EXERCISE REQUIREMENTS: In every entry below, replace "waterfall" with "cascade" and keep all other text unchanged. Omit the pictures from your output.

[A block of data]
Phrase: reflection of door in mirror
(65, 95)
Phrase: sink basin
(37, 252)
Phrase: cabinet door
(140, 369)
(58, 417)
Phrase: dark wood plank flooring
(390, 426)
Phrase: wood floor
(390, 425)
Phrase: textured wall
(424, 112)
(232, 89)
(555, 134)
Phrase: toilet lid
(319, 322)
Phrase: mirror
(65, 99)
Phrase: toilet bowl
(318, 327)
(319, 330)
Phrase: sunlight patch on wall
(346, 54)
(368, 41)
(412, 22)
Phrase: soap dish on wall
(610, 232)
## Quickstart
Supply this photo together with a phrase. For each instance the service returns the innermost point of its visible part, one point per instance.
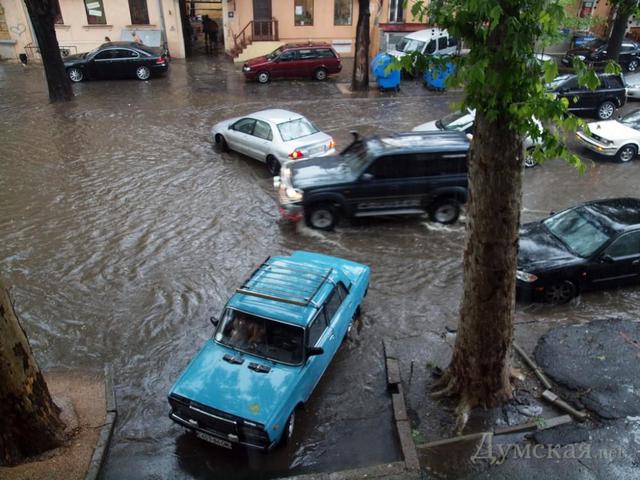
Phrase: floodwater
(122, 231)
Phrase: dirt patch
(81, 397)
(597, 363)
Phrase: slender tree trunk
(42, 14)
(360, 78)
(623, 11)
(29, 420)
(479, 371)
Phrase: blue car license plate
(215, 440)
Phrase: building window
(303, 12)
(95, 12)
(57, 19)
(396, 11)
(342, 11)
(139, 13)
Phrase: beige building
(247, 27)
(255, 27)
(84, 24)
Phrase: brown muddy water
(122, 231)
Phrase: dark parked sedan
(594, 53)
(117, 60)
(590, 246)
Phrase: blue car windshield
(259, 336)
(578, 231)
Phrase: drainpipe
(164, 27)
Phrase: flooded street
(122, 231)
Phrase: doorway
(262, 20)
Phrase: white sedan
(273, 136)
(614, 138)
(462, 121)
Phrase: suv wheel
(273, 165)
(561, 292)
(322, 216)
(143, 73)
(627, 153)
(606, 109)
(529, 161)
(75, 74)
(320, 74)
(263, 77)
(445, 210)
(287, 434)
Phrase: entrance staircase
(257, 38)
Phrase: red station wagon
(315, 60)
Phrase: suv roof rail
(269, 281)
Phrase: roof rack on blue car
(286, 281)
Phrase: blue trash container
(385, 81)
(434, 78)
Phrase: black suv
(407, 173)
(594, 54)
(603, 101)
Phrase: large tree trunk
(360, 78)
(623, 11)
(29, 420)
(479, 371)
(42, 14)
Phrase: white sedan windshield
(293, 129)
(407, 45)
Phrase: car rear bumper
(291, 212)
(528, 292)
(593, 145)
(160, 69)
(250, 75)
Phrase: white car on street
(273, 136)
(614, 138)
(462, 121)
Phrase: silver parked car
(462, 121)
(273, 136)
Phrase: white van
(432, 41)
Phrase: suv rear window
(613, 82)
(325, 53)
(307, 54)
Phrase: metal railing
(256, 31)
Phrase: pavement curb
(403, 425)
(104, 437)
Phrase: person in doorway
(213, 35)
(206, 29)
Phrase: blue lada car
(275, 339)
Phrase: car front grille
(217, 421)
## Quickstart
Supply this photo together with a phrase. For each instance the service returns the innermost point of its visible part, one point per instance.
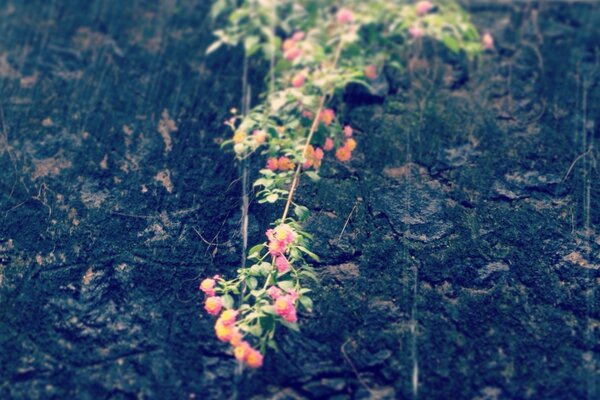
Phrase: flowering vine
(315, 48)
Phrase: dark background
(460, 247)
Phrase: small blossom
(282, 264)
(351, 144)
(283, 233)
(285, 164)
(283, 305)
(223, 332)
(288, 44)
(328, 146)
(236, 337)
(348, 131)
(239, 148)
(292, 316)
(207, 286)
(423, 7)
(298, 80)
(239, 137)
(293, 295)
(328, 116)
(228, 317)
(274, 292)
(254, 359)
(307, 114)
(292, 53)
(371, 72)
(415, 32)
(213, 305)
(343, 154)
(276, 248)
(259, 136)
(272, 164)
(242, 351)
(298, 36)
(488, 41)
(345, 16)
(319, 154)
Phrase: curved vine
(315, 49)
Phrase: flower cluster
(313, 57)
(225, 326)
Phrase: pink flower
(293, 295)
(207, 286)
(488, 41)
(276, 248)
(415, 32)
(291, 316)
(307, 114)
(328, 146)
(274, 292)
(282, 264)
(292, 53)
(228, 317)
(371, 72)
(298, 80)
(284, 233)
(319, 154)
(284, 307)
(213, 305)
(423, 7)
(260, 136)
(272, 164)
(254, 359)
(298, 36)
(348, 131)
(242, 351)
(345, 16)
(288, 44)
(328, 116)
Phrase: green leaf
(252, 282)
(286, 285)
(214, 47)
(308, 253)
(291, 325)
(227, 301)
(255, 250)
(306, 303)
(272, 198)
(451, 43)
(313, 176)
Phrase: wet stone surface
(460, 248)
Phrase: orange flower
(213, 305)
(254, 359)
(236, 338)
(371, 72)
(343, 154)
(224, 332)
(328, 116)
(207, 286)
(242, 351)
(351, 144)
(285, 164)
(228, 317)
(272, 164)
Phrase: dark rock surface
(460, 248)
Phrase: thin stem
(313, 128)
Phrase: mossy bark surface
(460, 247)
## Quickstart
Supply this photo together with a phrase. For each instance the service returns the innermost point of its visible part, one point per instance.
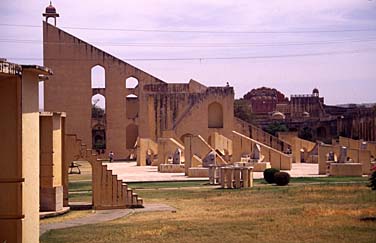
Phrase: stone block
(345, 169)
(171, 168)
(198, 172)
(51, 199)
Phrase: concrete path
(130, 172)
(104, 215)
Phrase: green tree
(242, 110)
(275, 127)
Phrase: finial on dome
(51, 13)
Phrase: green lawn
(331, 211)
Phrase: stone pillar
(51, 166)
(19, 147)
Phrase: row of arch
(98, 79)
(98, 101)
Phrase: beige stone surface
(244, 145)
(130, 172)
(19, 167)
(345, 169)
(361, 156)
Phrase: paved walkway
(130, 172)
(104, 215)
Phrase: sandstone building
(149, 108)
(310, 116)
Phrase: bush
(372, 181)
(282, 178)
(269, 174)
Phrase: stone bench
(257, 166)
(236, 177)
(345, 169)
(198, 172)
(171, 168)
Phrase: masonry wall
(19, 167)
(70, 89)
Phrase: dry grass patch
(270, 214)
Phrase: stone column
(19, 147)
(51, 184)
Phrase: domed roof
(278, 115)
(50, 8)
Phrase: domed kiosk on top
(51, 13)
(315, 92)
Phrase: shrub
(282, 178)
(269, 174)
(372, 181)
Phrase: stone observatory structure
(137, 104)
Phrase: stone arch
(132, 106)
(131, 136)
(215, 115)
(131, 83)
(184, 136)
(98, 77)
(321, 132)
(99, 101)
(99, 138)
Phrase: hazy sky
(293, 46)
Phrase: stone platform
(130, 172)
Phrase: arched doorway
(215, 115)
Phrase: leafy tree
(242, 110)
(275, 127)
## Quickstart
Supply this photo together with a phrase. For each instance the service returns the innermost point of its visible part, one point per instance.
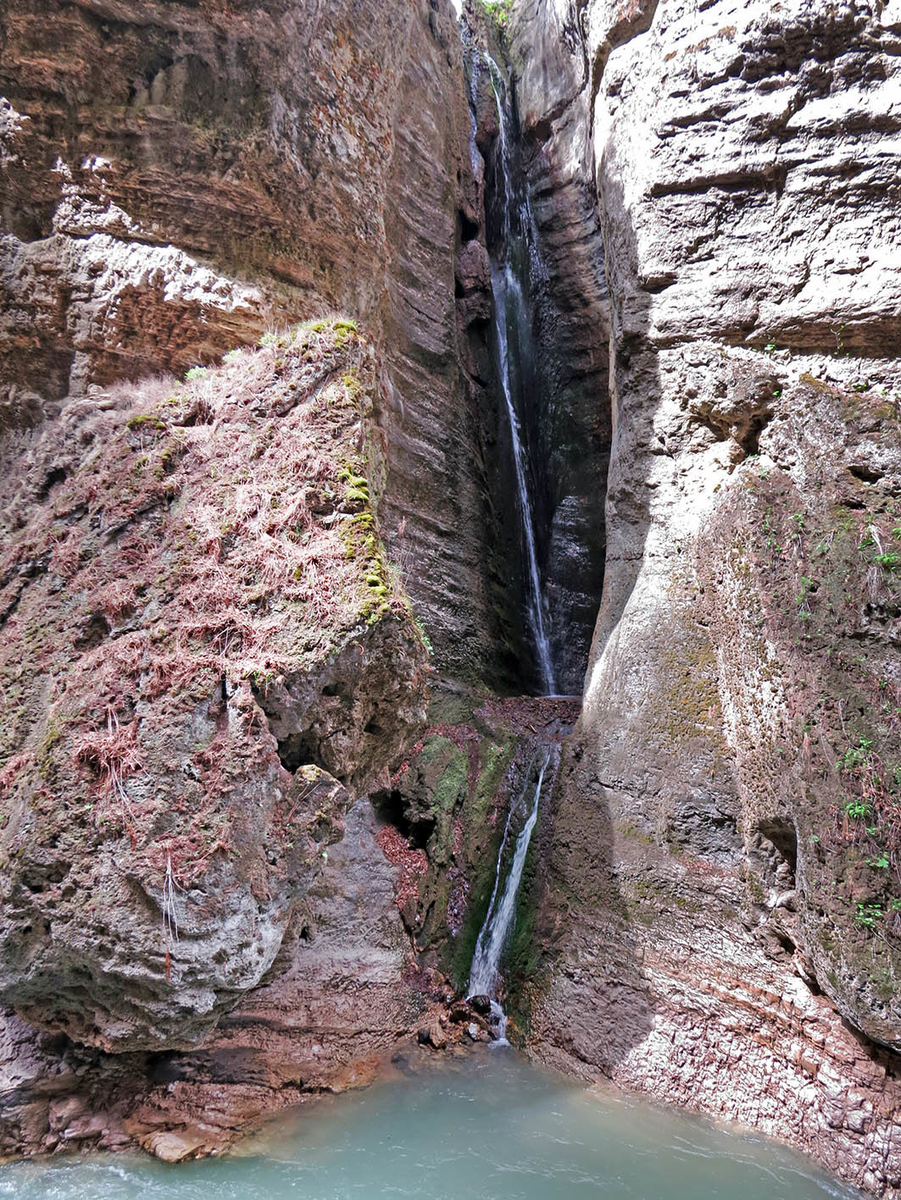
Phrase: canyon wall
(716, 915)
(179, 180)
(725, 875)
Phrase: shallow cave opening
(780, 832)
(391, 808)
(299, 750)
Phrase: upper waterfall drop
(512, 336)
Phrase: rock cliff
(209, 658)
(176, 180)
(726, 826)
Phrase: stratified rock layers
(163, 615)
(176, 180)
(726, 849)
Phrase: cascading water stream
(510, 311)
(512, 333)
(499, 918)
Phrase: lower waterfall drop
(499, 918)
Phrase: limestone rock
(162, 567)
(732, 712)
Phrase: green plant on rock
(498, 11)
(868, 915)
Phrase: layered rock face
(726, 831)
(163, 615)
(178, 180)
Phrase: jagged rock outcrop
(726, 832)
(163, 617)
(176, 180)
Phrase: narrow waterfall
(512, 331)
(514, 258)
(499, 917)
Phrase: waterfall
(499, 918)
(510, 312)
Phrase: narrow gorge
(450, 563)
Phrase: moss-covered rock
(194, 666)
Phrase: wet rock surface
(724, 863)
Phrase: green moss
(145, 421)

EXERCISE ANSWER:
Phrase: reflection of door in mirror
(65, 95)
Phrase: sink basin
(37, 252)
Phrase: cabinet door
(140, 369)
(58, 417)
Phrase: dark wood plank flooring
(390, 426)
Phrase: wood floor
(390, 425)
Phrase: textured wall
(424, 112)
(232, 89)
(555, 134)
Phrase: toilet lid
(319, 322)
Phrase: mirror
(65, 99)
Phrase: toilet bowl
(318, 327)
(319, 330)
Phrase: sunlight patch on wall
(346, 54)
(368, 41)
(412, 22)
Phrase: soap dish on wall
(610, 232)
## Quickstart
Supply this photo together with a phrase. For each instance the service returns the innermost point of its visible part, one point per instance.
Phrase: floodwater
(122, 231)
Phrase: dirt patch
(81, 397)
(597, 363)
Phrase: slender tree trunk
(42, 14)
(360, 78)
(623, 11)
(29, 420)
(479, 371)
Phrase: blue car license plate
(215, 440)
Phrase: building window
(303, 12)
(95, 12)
(57, 19)
(396, 11)
(342, 11)
(139, 13)
Phrase: beige building
(247, 27)
(255, 27)
(84, 24)
Phrase: brown muddy water
(122, 231)
Phrase: dark parked sedan
(594, 53)
(117, 60)
(590, 246)
Phrase: blue car windshield
(259, 336)
(578, 231)
Phrase: drainpipe
(164, 27)
Phrase: flooded street
(122, 231)
Phrase: doorway
(262, 20)
Phrase: white sedan
(273, 136)
(614, 138)
(462, 121)
Phrase: suv wheel
(273, 165)
(561, 292)
(322, 216)
(143, 73)
(627, 153)
(606, 109)
(529, 161)
(75, 74)
(320, 74)
(263, 77)
(445, 210)
(287, 434)
Phrase: entrance staircase
(257, 38)
Phrase: red station wagon
(315, 60)
Phrase: suv roof rail
(269, 281)
Phrase: roof rack on blue car
(286, 281)
Phrase: blue trash container
(385, 81)
(434, 78)
Phrase: black suv
(407, 173)
(594, 54)
(603, 101)
Phrase: large tree trunk
(360, 78)
(623, 11)
(29, 420)
(479, 371)
(42, 14)
Phrase: white sedan windshield
(293, 129)
(407, 45)
Phrase: car rear bumper
(291, 212)
(528, 292)
(593, 145)
(160, 69)
(250, 75)
Phrase: white car on street
(273, 136)
(614, 138)
(462, 121)
Phrase: silver parked car
(462, 121)
(273, 136)
Phrase: white van
(432, 41)
Phrase: suv rear window
(613, 82)
(325, 53)
(307, 54)
Phrase: metal railing
(256, 31)
Phrase: pavement curb
(403, 425)
(104, 437)
Phrase: person in doorway
(213, 35)
(206, 29)
Phrase: blue lada car
(275, 339)
Phrase: car front grille
(217, 421)
## Quickstart
Supply this photo together with a phrase. For each instance the service returns the innermost point of its visible part, one point per instance.
Phrase: flowering vine
(315, 48)
Phrase: dark background
(460, 247)
Phrase: small blossom
(282, 264)
(351, 144)
(283, 233)
(285, 164)
(283, 305)
(223, 332)
(288, 44)
(328, 146)
(236, 337)
(348, 131)
(239, 148)
(292, 316)
(207, 286)
(423, 7)
(298, 80)
(239, 137)
(293, 295)
(328, 116)
(228, 317)
(274, 292)
(254, 359)
(307, 114)
(292, 53)
(371, 72)
(415, 32)
(213, 305)
(343, 154)
(276, 248)
(259, 136)
(272, 164)
(242, 351)
(298, 36)
(488, 41)
(345, 16)
(319, 154)
Phrase: curved vine
(315, 49)
Phrase: flower cluster
(313, 57)
(225, 326)
Phrase: pink flower
(293, 295)
(207, 286)
(488, 41)
(276, 248)
(415, 32)
(291, 316)
(307, 114)
(328, 146)
(274, 292)
(282, 264)
(292, 53)
(228, 317)
(371, 72)
(298, 80)
(284, 233)
(319, 154)
(284, 307)
(213, 305)
(423, 7)
(260, 136)
(272, 164)
(254, 359)
(298, 36)
(348, 131)
(242, 351)
(345, 16)
(288, 44)
(328, 116)
Phrase: green leaf
(252, 282)
(286, 285)
(214, 47)
(308, 253)
(291, 325)
(227, 301)
(255, 250)
(306, 303)
(272, 198)
(451, 43)
(313, 176)
Phrase: wet stone surface
(460, 248)
Phrase: orange flower
(213, 305)
(254, 359)
(236, 338)
(371, 72)
(343, 154)
(224, 332)
(328, 116)
(207, 286)
(242, 351)
(351, 144)
(285, 164)
(228, 317)
(272, 164)
Phrase: dark rock surface
(460, 248)
Phrase: thin stem
(313, 128)
Phrase: mossy bark surface
(460, 247)
## Quickstart
Supply this photo together with a phrase. For each instance the service returns the innermost point of its visible part, one point per instance.
Phrase: stone block
(345, 169)
(171, 168)
(198, 172)
(51, 199)
Phrase: concrete path
(130, 172)
(104, 215)
Phrase: green tree
(242, 110)
(275, 127)
Phrase: finial on dome
(51, 13)
Phrase: green lawn
(331, 211)
Phrase: stone pillar
(51, 166)
(19, 147)
Phrase: row of arch
(98, 79)
(98, 101)
Phrase: beige stone surface
(244, 145)
(130, 172)
(19, 167)
(345, 169)
(361, 156)
Phrase: paved walkway
(130, 172)
(104, 215)
Phrase: sandstone building
(149, 108)
(310, 116)
Phrase: bush
(372, 181)
(282, 178)
(269, 174)
Phrase: stone bench
(257, 166)
(236, 177)
(345, 169)
(198, 172)
(171, 168)
Phrase: masonry wall
(19, 167)
(70, 89)
Phrase: dry grass patch
(270, 214)
Phrase: stone column
(19, 147)
(51, 184)
Phrase: domed roof
(278, 115)
(50, 8)
Phrase: domed kiosk on top
(51, 13)
(315, 92)
Phrase: shrub
(282, 178)
(269, 174)
(372, 181)
Phrase: stone observatory structure
(137, 104)
Phrase: stone arch
(132, 106)
(131, 136)
(215, 115)
(131, 83)
(184, 136)
(98, 77)
(321, 132)
(99, 101)
(99, 138)
Phrase: hazy sky
(293, 46)
Phrase: stone platform
(130, 172)
Phrase: arched doorway
(215, 115)
Phrase: leafy tree
(242, 110)
(275, 127)
## Quickstart
Supply this photo together with a phrase. For each instance the service returns the innermost point of its visible part, one point per instance.
Phrase: canyon wall
(716, 915)
(179, 180)
(725, 875)
Phrase: shallow cave opening
(780, 832)
(391, 808)
(299, 750)
Phrase: upper cascade drop
(512, 336)
Phrase: rock cliff
(209, 658)
(176, 180)
(726, 826)
Phrase: stratified rock layers
(163, 615)
(176, 180)
(726, 849)
Phrase: cascading water stream
(510, 311)
(512, 333)
(499, 918)
Phrase: lower cascade drop
(499, 918)
Phrase: limestone rock
(162, 567)
(732, 712)
Phrase: green plant on rock
(498, 11)
(868, 915)
Phrase: layered rock face
(726, 831)
(163, 615)
(178, 180)
Phrase: jagged rock outcrop
(726, 832)
(163, 617)
(176, 180)
Phrase: narrow cascade
(512, 331)
(514, 258)
(499, 917)
Phrase: cascade
(499, 918)
(510, 312)
Phrase: narrow gorge
(450, 563)
Phrase: moss-covered rock
(194, 666)
Phrase: wet rock surface
(724, 863)
Phrase: green moss
(145, 421)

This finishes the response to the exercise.